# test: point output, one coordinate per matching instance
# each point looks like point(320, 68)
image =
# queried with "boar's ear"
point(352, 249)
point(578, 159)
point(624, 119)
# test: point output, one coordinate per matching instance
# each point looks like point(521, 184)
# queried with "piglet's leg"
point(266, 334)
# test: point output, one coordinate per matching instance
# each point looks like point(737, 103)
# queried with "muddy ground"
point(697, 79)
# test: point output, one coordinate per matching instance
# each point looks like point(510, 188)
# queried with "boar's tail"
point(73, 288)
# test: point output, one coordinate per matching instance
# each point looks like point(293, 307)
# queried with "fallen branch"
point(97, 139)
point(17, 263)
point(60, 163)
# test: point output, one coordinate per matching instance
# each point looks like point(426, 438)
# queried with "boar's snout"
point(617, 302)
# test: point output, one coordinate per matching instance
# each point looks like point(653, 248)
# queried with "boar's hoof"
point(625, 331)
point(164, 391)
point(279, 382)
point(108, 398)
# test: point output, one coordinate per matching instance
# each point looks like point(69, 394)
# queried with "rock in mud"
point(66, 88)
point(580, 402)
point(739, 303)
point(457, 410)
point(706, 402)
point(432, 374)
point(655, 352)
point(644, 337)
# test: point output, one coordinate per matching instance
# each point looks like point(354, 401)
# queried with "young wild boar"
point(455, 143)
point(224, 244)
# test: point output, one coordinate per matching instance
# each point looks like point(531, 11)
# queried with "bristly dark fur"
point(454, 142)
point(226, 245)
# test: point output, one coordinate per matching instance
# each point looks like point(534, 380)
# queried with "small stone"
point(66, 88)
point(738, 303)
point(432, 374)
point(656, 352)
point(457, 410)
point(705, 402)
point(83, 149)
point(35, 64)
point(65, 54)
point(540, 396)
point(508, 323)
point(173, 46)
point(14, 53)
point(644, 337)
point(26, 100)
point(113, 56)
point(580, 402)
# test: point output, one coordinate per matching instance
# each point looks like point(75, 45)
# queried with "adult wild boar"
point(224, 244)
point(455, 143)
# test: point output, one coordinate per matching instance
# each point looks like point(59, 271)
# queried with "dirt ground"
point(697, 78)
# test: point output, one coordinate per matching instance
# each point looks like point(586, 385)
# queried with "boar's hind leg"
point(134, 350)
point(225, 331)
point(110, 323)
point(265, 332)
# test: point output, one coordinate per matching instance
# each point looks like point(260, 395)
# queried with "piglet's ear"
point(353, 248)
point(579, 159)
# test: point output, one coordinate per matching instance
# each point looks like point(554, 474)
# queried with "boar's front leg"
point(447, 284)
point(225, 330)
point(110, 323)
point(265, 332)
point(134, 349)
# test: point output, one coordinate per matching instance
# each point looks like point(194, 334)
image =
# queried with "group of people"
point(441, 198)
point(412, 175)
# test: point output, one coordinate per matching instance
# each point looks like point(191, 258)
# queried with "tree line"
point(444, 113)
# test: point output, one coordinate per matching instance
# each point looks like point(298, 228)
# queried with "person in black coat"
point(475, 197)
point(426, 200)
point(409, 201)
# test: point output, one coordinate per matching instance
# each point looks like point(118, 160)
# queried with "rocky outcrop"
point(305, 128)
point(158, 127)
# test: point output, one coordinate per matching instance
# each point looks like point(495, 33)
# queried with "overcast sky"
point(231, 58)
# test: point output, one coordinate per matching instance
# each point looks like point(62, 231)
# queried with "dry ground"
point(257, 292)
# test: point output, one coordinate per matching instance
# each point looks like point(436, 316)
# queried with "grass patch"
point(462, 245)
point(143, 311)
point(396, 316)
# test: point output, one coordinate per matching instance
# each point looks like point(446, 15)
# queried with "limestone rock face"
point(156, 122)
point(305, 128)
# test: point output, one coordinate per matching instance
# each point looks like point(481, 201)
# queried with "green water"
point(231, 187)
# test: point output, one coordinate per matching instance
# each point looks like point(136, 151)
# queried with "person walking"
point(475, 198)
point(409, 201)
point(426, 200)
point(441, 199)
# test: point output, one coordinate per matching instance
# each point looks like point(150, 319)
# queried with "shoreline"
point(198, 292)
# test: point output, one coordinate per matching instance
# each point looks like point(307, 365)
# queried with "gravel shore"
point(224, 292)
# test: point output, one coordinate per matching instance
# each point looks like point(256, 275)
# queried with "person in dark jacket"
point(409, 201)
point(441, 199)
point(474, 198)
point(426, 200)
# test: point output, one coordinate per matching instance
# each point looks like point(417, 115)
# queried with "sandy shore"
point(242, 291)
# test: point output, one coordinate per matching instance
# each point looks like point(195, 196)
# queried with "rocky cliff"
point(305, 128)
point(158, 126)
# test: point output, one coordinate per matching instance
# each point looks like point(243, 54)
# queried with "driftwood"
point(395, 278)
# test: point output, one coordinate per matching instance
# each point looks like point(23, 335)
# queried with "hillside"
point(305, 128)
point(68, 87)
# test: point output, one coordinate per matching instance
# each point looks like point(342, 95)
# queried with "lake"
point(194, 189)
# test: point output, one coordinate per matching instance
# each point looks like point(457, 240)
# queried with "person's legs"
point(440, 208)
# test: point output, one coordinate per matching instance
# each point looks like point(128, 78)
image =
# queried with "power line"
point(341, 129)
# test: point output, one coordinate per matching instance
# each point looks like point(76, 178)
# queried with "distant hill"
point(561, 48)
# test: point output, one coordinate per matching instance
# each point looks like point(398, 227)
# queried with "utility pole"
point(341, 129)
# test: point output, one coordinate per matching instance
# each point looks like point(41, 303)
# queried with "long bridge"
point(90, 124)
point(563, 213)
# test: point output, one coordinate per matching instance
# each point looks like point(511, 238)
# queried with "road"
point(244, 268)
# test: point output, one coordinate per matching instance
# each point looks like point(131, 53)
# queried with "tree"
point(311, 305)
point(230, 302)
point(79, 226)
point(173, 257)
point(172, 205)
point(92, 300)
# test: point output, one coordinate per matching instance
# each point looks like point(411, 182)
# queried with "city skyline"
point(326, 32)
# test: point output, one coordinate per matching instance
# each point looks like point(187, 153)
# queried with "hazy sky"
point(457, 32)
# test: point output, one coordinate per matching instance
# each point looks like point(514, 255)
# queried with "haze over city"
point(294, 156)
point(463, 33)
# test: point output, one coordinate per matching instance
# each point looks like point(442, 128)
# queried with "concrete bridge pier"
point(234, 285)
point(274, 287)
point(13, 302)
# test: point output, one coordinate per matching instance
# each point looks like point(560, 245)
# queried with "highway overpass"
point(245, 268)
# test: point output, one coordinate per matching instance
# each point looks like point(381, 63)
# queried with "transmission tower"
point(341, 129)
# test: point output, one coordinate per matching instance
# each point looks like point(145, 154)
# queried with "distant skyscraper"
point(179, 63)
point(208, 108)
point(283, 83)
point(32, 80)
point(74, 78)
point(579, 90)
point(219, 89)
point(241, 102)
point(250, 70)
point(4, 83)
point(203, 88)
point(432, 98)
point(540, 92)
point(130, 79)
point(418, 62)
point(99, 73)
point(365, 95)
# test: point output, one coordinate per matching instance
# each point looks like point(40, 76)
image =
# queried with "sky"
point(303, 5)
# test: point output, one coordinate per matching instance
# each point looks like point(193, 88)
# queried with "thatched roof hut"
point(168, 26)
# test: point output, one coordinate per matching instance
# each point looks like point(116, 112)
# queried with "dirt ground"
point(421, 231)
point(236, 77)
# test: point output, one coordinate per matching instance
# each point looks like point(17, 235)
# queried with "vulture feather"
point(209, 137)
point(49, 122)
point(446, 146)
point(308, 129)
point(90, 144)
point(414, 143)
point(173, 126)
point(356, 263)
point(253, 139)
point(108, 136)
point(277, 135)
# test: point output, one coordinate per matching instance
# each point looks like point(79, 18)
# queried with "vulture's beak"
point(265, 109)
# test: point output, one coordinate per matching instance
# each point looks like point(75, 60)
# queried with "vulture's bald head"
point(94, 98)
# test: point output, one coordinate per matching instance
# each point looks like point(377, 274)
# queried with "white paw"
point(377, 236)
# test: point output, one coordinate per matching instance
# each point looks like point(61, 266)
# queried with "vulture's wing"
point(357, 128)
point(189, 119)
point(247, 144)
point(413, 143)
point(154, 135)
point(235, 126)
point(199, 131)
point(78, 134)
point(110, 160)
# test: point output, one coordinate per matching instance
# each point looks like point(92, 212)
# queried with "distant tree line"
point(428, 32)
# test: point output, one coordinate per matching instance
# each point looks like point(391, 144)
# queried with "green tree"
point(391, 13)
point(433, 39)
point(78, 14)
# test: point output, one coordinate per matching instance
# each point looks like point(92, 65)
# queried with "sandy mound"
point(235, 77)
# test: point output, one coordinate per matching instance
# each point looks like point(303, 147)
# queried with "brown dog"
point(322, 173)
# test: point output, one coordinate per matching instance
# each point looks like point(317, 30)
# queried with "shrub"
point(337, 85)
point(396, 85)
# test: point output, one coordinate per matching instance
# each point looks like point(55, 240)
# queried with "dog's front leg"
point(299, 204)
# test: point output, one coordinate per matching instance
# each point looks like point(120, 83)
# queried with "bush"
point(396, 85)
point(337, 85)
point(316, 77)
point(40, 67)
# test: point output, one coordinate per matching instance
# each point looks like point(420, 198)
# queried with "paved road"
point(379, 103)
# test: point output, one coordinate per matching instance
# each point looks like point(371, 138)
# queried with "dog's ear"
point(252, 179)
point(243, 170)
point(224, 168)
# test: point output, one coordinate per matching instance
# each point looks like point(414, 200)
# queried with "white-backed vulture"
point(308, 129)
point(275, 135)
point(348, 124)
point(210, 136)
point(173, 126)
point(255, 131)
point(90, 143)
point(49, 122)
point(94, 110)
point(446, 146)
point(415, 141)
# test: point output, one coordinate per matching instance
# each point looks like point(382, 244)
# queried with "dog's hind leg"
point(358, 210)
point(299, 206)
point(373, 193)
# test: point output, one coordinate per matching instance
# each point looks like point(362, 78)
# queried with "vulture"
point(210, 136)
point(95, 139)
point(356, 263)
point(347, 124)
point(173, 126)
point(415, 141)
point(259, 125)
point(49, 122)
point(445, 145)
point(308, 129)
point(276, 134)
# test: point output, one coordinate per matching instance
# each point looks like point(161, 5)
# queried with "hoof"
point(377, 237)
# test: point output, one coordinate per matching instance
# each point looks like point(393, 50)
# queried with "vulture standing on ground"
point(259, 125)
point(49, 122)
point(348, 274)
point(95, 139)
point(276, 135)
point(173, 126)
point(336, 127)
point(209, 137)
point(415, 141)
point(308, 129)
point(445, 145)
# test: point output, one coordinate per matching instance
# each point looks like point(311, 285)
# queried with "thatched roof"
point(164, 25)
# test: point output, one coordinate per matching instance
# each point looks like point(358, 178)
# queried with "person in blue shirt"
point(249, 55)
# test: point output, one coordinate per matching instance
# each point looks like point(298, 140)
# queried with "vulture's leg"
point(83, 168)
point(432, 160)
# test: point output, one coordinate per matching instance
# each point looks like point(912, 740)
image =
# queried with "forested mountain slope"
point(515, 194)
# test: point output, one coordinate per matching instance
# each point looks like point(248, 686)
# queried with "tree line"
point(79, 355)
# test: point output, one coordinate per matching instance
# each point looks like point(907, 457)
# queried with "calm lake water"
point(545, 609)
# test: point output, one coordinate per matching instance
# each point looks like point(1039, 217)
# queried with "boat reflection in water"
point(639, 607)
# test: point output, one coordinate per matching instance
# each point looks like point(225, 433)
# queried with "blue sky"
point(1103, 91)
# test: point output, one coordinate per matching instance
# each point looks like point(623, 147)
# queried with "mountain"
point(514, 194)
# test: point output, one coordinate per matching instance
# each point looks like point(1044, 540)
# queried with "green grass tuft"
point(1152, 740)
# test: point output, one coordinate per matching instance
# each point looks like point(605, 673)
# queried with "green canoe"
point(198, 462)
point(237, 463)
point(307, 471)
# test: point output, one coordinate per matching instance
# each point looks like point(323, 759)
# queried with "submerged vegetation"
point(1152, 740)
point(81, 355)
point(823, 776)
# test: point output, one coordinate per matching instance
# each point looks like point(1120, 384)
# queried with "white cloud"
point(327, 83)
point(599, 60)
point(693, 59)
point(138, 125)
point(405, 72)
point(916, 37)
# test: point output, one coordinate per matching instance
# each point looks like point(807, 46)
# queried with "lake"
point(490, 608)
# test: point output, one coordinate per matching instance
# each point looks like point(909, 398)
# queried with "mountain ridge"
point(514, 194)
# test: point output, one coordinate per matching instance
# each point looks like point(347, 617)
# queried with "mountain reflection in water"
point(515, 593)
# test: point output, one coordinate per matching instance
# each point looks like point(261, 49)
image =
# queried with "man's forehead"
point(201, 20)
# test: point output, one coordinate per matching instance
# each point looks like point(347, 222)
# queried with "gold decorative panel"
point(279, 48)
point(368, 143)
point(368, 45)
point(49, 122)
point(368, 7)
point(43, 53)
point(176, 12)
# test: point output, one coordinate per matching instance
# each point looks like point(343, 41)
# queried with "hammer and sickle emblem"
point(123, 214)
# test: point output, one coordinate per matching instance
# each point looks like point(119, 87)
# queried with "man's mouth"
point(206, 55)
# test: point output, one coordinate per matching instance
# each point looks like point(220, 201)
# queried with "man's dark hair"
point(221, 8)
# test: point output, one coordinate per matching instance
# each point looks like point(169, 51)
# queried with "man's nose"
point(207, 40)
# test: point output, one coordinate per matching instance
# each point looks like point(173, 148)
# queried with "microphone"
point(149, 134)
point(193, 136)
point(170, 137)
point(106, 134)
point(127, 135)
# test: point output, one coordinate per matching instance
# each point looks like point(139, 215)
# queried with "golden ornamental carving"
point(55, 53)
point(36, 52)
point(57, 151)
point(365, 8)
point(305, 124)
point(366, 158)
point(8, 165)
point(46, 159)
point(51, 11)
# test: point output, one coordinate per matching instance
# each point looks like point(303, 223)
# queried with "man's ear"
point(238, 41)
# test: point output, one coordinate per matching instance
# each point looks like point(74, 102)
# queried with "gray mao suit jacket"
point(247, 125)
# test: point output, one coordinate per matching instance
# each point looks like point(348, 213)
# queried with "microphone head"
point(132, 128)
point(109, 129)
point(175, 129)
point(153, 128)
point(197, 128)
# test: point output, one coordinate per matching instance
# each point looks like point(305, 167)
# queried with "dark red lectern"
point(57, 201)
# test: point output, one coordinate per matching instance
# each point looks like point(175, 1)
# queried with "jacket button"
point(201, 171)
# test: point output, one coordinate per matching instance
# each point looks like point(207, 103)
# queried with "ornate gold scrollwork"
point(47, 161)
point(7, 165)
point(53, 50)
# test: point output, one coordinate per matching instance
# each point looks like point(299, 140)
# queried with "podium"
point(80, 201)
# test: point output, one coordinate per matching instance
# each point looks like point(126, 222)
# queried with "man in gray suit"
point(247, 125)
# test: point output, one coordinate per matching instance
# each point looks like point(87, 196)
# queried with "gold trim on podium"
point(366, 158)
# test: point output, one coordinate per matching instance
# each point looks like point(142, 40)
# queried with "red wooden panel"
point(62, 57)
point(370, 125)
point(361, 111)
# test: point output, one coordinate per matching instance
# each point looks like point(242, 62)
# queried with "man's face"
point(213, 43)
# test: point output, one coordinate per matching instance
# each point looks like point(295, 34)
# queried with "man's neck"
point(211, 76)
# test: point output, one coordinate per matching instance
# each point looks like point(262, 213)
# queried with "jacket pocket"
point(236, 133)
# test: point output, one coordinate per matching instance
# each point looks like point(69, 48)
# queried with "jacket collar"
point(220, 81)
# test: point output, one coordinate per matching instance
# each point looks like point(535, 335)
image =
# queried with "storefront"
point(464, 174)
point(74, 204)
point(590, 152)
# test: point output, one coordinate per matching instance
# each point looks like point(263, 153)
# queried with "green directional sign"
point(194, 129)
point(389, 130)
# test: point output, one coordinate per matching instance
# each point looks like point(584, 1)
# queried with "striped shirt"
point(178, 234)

·····

Please copy the lines from the very first one above through the line containing "point(697, 79)", keeping each one unchanged.

**COMPLETE ANSWER:**
# test: point output, one coordinate per matching instance
# each point looks like point(320, 68)
image =
# queried with "boar's ear"
point(352, 249)
point(578, 159)
point(624, 119)
# test: point output, one coordinate per matching instance
# each point looks like point(521, 184)
# queried with "piglet's leg"
point(266, 334)
# test: point output, one coordinate per matching instance
# each point looks like point(737, 103)
# queried with "muddy ground"
point(697, 79)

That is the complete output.